* 課題の内容
介護と臭いについての文章では、家族が介護をできない場合に最終的に頼るものは何だとされていますか。

* 文書の抜粋
/---

家族が介護をできない場合、最終的に頼るのは介護サービスです。
嫌な臭いがする場所に誰も行きたくないと思いますが、それは介護士でも同じです。
仕事としては行きたいし、なんとかしてあげたい気持ちが強いのが介護士ですが、抵抗と良心の間で深い悩みが発生してしまうことも多いのが実情です。
特に高齢者の場合、家族を除けば他の人と関わることが少なくなります。
家族や介護士は、高齢者の社会交流や社会参加の要です。
それが無くなってしまえば、高齢者の社会的孤立を招きます。
ですが、いくらそれをわかってるとは言え、臭いの話題は本人含め、身近な人には相談しにくいですよね。
臭いの相談が難しい理由
家族の介護をしている人も、介護士も臭いに対しては同じ悩みを抱えています。

\---

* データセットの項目
/---

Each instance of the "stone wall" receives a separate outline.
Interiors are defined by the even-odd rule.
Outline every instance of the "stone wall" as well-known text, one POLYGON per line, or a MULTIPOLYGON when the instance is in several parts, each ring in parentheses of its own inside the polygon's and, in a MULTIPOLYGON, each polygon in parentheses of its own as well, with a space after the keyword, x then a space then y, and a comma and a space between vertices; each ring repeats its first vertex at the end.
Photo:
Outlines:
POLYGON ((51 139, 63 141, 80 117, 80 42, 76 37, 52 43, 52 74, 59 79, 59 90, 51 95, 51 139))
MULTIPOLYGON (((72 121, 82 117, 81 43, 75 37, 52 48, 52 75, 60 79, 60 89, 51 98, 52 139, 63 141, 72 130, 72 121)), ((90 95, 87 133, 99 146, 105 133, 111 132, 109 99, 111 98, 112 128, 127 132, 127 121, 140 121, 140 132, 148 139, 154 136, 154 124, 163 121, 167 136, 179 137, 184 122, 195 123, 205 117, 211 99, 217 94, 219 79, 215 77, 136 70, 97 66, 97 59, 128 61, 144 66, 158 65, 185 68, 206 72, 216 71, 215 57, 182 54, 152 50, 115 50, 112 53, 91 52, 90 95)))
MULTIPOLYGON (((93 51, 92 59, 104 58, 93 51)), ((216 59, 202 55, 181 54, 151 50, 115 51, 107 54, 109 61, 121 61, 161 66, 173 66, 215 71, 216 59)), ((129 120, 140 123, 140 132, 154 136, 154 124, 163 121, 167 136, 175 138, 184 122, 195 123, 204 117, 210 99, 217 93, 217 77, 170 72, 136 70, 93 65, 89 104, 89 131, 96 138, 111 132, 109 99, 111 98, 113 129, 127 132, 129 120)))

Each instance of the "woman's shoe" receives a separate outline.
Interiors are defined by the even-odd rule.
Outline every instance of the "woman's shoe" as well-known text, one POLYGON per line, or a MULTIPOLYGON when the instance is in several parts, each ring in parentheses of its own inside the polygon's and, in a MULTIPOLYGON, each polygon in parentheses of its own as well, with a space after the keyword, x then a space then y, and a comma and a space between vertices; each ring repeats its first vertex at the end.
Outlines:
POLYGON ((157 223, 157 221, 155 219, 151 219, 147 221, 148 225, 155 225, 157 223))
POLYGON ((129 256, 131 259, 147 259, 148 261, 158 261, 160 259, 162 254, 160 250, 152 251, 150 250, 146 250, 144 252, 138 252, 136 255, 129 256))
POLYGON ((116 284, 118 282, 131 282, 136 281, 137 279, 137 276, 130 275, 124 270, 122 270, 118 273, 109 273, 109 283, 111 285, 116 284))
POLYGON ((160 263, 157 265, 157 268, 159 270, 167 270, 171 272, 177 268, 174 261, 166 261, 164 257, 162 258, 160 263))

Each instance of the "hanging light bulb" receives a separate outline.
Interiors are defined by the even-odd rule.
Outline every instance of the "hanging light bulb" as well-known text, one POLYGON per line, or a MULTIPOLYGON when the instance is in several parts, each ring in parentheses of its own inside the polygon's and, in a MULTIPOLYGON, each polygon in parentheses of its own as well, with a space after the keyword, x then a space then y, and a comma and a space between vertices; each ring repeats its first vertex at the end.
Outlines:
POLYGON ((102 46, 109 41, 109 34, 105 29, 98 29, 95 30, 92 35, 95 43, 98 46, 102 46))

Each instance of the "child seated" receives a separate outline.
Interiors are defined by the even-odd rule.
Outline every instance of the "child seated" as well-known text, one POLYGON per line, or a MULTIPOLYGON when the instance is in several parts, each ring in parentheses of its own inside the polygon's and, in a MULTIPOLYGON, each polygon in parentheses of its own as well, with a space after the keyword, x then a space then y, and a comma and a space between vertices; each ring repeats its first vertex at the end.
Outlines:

\---

* 回答結果
介護サービスです。